▶ **TAREFAS DO EXERCÍCIO**:
[1] Reescreva o trecho sobre a proposta educacional entre "Os debates e" e "como instituição pública.", inclusive, trocando "alunos" por "estudantes".
[2] Com base no trecho sobre a proposta educacional, responda:
(a) Quanto a proposta pretende economizar dos gastos?
(b) Em que ano se realizou a Conferência Nacional de Educação mencionada?
(c) Em que data foi proferido o discurso de posse citado?
[3] Relacione as condições que, conforme a citação do discurso de posse de Dilma Rousseff no trecho sobre a proposta educacional, devem acompanhar o tratamento do professor e da professora como verdadeiras autoridades da educação.

▶ **TRECHO DO TEXTO**:
::::
Trata-se, portanto, de uma proposta que não vai ao fundamental e pega
o pior atalho: premiar quem chega às metas, metas imediatistas, de
lógica produtivista, que não incorporam medidas efetivas voltadas para
uma educação pública de qualidade. A lógica subjacente à proposta, que
já está sendo chamada de choque de gestão de administração, apenas
trabalha com dois conceitos fundamentais: forçar o professorado a
produzir um IDEB elevado, sem efetivamente melhorar as suas condições
de trabalho, e baratear o custo da educação adotando, de imediato, a
meta conservadora de economizar R$ 111 milhões dos gastos. Uma lógica
tecnocrata que reconhece somente cálculos de custos e de benefícios,
que vê as pessoas apenas como dados, destituídos de vontade e voz,
indo de encontro às próprias bases ideológicas liberais e neoliberais
que ainda consideravam o homem dotado de livre iniciativa, mesmo em
sua forma de indivíduo, homo economicus.
O espantoso é que a Secretaria de Estado do Rio, com essa proposta,
caminha visceralmente na contramão dos encaminhamentos concluídos nas
reuniões da Conferência Nacional de Educação de 2010, do que foi
acordado no novo Plano Nacional de Educação e do que vem sendo
discutido no Fórum Estadual em Defesa da Escola Pública, há poucos
dias instalado por dezenas de entidades ligadas à educação, à cultura,
aos movimentos sociais e às instituições de ensino e científicas do
estado do Rio de Janeiro. Mais que isso, em total dissonância com a
indicação que a Presidente da República, Dilma Rousseff, fez em seu
discurso de posse, para enfrentar o problema da educação: reconhecer o
professor como a autoridade pedagógica de fato e de direito.
Mas só existirá ensino de qualidade se o professor e a professora
forem tratados como as verdadeiras autoridades da educação, com
formação continuada, remuneração adequada e sólido compromisso com a
educação das crianças e jovens. (Dilma Rousseff, Discurso de posse,
01.01.2011).
Os debates e proposições aí implicados vêm afirmando insistentemente
que não se fará educação de qualidade sem restituir às instituições
plenas condições de funcionamento, tornando-as atrativas e adequadas
ao bom aprendizado dos alunos; sem garantir, aos profissionais da
educação, as condições de trabalho que favoreçam o efetivo exercício
da autoria pedagógica e da atuação coletiva na construção do processo
educativo escolar; sem dar sustentação a cada escola para que ela se
torne o lugar de uma experiência participativa efetivamente capaz de
ampliar seus sentidos como instituição pública.
::::
▶ **Linhas do conjunto de dados sobre a localização de objetos**:
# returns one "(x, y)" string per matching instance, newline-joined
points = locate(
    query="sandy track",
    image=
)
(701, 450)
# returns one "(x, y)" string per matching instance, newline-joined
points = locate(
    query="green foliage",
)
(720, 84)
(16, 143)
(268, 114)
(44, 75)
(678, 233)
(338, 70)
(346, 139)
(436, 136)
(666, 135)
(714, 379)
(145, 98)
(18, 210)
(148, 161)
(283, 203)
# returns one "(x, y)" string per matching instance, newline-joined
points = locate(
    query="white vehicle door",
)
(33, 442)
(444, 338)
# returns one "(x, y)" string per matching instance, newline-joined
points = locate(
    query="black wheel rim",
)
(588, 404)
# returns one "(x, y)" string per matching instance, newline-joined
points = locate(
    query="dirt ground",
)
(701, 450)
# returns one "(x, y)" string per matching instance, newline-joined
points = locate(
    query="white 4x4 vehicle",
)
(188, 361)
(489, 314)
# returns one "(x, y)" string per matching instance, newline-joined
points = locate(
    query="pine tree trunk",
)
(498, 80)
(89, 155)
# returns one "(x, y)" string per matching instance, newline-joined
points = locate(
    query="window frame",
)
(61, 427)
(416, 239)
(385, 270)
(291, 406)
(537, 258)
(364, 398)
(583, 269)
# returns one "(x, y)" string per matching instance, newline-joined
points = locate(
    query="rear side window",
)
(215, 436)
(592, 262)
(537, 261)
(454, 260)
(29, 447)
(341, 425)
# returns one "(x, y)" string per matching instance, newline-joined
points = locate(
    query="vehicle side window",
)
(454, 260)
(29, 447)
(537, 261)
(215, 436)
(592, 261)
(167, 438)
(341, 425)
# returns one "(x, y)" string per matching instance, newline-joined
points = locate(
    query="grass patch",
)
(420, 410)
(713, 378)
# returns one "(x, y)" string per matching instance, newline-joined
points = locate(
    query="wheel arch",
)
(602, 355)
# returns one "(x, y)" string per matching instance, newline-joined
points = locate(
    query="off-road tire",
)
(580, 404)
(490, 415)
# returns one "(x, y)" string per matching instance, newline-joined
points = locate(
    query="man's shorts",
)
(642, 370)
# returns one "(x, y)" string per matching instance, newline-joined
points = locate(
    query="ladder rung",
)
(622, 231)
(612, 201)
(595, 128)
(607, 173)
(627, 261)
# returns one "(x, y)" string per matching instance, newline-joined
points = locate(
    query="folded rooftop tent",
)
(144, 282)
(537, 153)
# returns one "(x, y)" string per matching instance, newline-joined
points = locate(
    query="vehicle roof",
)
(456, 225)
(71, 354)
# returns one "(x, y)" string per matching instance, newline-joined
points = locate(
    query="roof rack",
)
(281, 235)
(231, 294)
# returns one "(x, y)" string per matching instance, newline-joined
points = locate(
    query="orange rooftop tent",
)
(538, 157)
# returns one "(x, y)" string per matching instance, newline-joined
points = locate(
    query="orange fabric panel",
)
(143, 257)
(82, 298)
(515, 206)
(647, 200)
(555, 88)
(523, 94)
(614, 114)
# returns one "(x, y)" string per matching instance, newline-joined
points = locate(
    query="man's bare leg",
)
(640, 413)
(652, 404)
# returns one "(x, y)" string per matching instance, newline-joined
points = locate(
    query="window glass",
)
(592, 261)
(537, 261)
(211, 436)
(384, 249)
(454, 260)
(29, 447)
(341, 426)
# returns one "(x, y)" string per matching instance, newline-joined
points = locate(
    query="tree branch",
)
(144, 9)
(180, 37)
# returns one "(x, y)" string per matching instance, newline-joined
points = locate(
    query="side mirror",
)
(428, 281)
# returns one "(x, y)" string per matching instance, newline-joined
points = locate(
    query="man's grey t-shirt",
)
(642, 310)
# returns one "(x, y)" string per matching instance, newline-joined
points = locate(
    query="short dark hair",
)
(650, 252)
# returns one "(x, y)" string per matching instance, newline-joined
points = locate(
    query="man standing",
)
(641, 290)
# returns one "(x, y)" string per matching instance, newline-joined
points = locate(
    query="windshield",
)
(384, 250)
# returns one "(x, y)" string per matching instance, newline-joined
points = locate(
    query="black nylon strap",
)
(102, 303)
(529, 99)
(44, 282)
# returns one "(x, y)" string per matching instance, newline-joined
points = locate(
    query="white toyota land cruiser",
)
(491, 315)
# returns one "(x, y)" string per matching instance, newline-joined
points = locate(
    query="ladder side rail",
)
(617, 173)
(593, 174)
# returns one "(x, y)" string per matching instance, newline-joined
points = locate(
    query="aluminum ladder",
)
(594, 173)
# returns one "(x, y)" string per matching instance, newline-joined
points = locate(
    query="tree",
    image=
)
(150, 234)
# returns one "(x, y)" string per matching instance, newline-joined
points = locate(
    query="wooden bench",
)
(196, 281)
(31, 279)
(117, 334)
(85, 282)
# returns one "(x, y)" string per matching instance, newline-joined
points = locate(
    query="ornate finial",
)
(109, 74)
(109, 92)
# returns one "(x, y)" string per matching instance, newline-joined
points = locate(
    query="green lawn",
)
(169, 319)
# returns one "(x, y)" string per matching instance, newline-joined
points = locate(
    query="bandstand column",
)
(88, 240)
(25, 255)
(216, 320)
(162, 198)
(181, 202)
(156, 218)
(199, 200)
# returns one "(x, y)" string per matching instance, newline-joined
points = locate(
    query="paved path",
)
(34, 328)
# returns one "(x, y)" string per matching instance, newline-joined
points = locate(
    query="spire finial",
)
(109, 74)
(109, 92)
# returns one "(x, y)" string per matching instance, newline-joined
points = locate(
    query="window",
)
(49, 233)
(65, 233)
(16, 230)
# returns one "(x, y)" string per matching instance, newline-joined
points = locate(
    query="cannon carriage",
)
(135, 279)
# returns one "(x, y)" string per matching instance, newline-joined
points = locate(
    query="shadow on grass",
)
::::
▶ **RESPOSTAS**:
[1]
Os debates e proposições aí implicados vêm afirmando insistentemente
que não se fará educação de qualidade sem restituir às instituições
plenas condições de funcionamento, tornando-as atrativas e adequadas
ao bom aprendizado dos estudantes; sem garantir, aos profissionais da
educação, as condições de trabalho que favoreçam o efetivo exercício
da autoria pedagógica e da atuação coletiva na construção do processo
educativo escolar; sem dar sustentação a cada escola para que ela se
torne o lugar de uma experiência participativa efetivamente capaz de
ampliar seus sentidos como instituição pública.

[2]
(a) R$ 111 milhões.
(b) Em 2010.
(c) Em 01.01.2011.

[3]
Formação continuada
Remuneração adequada
Sólido compromisso com a educação das crianças e jovens